>>>

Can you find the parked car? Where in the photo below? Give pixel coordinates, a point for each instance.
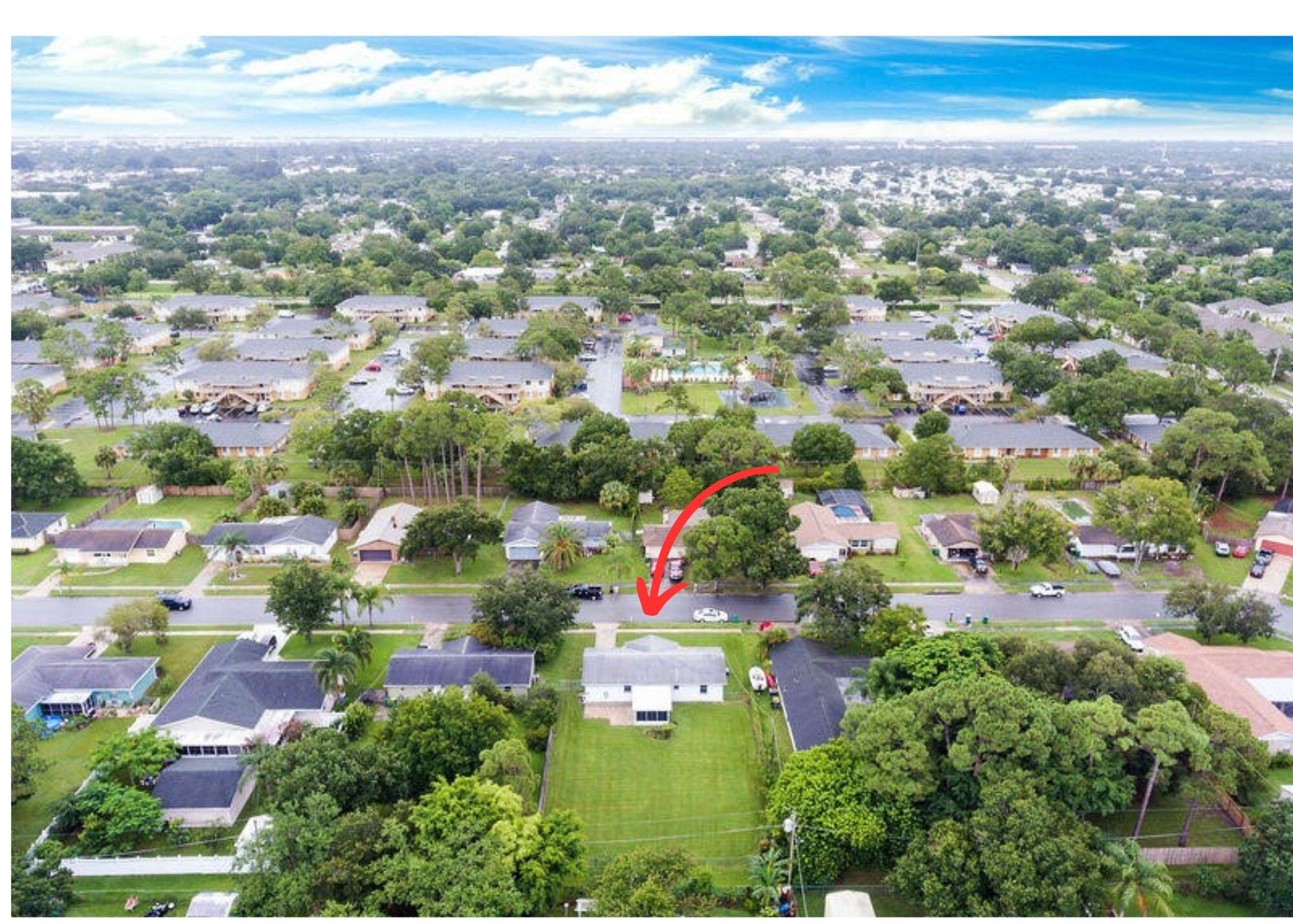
(1047, 589)
(1132, 638)
(709, 615)
(585, 592)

<<<

* **Directive**: Please update the lines above by changing "parked car" to "parked vehicle" and leaving everything else as it is. Omit the pictures from your answer.

* **Task response**:
Can you find the parked vehicle? Where in the photo below? Give pixel coordinates, a point for each instance.
(1047, 589)
(1132, 638)
(709, 615)
(585, 592)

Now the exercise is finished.